Copy out each line below verbatim, skipping any picture.

Start of Records

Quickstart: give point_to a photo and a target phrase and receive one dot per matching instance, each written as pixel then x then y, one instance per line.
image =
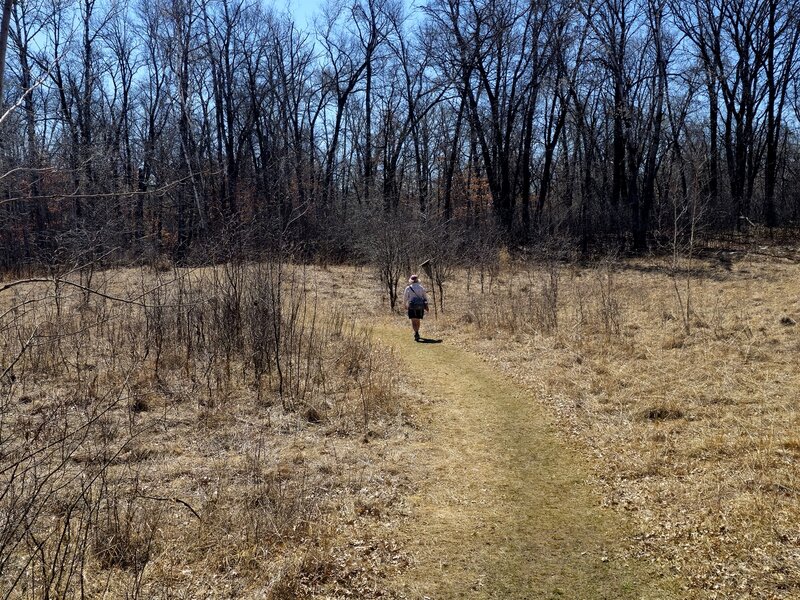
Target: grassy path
pixel 504 510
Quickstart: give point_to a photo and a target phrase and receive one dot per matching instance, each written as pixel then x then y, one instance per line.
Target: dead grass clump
pixel 661 413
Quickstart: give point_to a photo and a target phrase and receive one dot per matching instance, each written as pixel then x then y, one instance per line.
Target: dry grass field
pixel 689 416
pixel 234 432
pixel 221 433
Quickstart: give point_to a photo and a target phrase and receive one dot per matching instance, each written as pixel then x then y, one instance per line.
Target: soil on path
pixel 504 509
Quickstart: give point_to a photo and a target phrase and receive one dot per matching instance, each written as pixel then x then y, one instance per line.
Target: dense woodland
pixel 142 129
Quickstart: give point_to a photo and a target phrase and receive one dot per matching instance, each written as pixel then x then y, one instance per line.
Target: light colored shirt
pixel 414 290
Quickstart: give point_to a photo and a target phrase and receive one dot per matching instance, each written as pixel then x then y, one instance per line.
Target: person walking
pixel 415 299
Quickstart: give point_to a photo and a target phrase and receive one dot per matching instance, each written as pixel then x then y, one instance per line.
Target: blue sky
pixel 302 10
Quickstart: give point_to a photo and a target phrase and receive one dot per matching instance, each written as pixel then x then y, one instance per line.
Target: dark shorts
pixel 416 313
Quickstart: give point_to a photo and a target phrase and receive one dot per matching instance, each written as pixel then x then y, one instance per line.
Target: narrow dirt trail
pixel 504 510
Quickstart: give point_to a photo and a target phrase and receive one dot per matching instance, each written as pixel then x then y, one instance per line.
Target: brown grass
pixel 167 460
pixel 176 448
pixel 692 423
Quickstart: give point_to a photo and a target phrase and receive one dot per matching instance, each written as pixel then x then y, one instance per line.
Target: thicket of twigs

End of Records

Your solution:
Quickstart: give point_to a photo and a target phrase and receive one dot per matching instance, each written as pixel then x then y, one instance per line.
image =
Target: grassy path
pixel 504 510
Quickstart: give point_to a photo and a target phrase and receive one dot per matching instance, each written as pixel then x then y, one instance per line.
Target: dead grass clump
pixel 661 413
Quickstart: give point_to a photo and a target phrase and receive one dot per matching instance, each written as pixel then x then y, one instance per line.
Target: dry grass field
pixel 689 416
pixel 234 432
pixel 221 433
Quickstart: give point_to a photo and a target phrase and receive one dot per matching instance, each written as pixel then x then y, one instance per line.
Target: soil on path
pixel 504 509
Quickstart: give point_to a photo and a target phrase and receive one dot per matching instance, each written as pixel then x then y, one instance per line.
Target: dense woodland
pixel 142 129
Quickstart: give point_to a photo and a target phrase and receive one dot per matching instance, each written as pixel then x then y, one instance per line.
Target: light colored shirt
pixel 414 290
Quickstart: give point_to a photo and a target phrase and receive one dot per matching instance, each written as pixel then x then y, one instance per line.
Target: person walking
pixel 415 299
Quickstart: give point_to a photo and a target phrase and receive one dot per matching instance, each written as pixel then x then y, one instance per line.
Target: blue sky
pixel 302 10
Quickstart: give point_to a photo and a target phrase and receive one dot per matching instance, each written as pixel then x then y, one instance per line.
Target: dark shorts
pixel 416 313
Quickstart: give point_to a photo and a target phrase and receive one dot per matching instance, each written as pixel then x then y, one instance per line.
Target: narrow dirt trail
pixel 504 510
Quickstart: give point_to a photo and a target phrase and receive one dot per matching instance, each written as pixel then x then y, one instance per line.
Target: brown grass
pixel 167 460
pixel 176 448
pixel 692 423
Quickstart: give point_to a photo and a target phrase and receive one dot per matching instance, each written as pixel then x then y, one instance per line.
Target: thicket of twigs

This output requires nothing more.